* **The problem**: Put every line of the items into a Markdown table with the columns "Row" and "Line", numbering each row and omitting blank lines.

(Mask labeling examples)
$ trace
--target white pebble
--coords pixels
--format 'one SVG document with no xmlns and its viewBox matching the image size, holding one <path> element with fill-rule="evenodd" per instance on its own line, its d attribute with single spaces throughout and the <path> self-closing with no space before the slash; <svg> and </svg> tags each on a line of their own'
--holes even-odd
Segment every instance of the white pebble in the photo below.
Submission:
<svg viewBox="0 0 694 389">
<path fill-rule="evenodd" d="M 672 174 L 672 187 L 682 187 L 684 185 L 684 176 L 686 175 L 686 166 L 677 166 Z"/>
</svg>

* **Worked answer**:
| Row | Line |
|---|---|
| 1 | $ trace |
| 2 | --target white pebble |
| 3 | --coords pixels |
| 4 | --format 'one SVG document with no xmlns and its viewBox matching the image size, holding one <path> element with fill-rule="evenodd" per instance on its own line, its d attribute with single spaces throughout and the <path> self-closing with no space before the slash; <svg> and </svg> tags each on a line of their own' |
| 5 | --holes even-odd |
| 6 | Segment every instance of the white pebble in the photo below. |
| 7 | Submission: |
| 8 | <svg viewBox="0 0 694 389"> |
| 9 | <path fill-rule="evenodd" d="M 672 174 L 672 187 L 682 187 L 684 185 L 684 176 L 686 175 L 686 166 L 677 166 Z"/> |
| 10 | </svg> |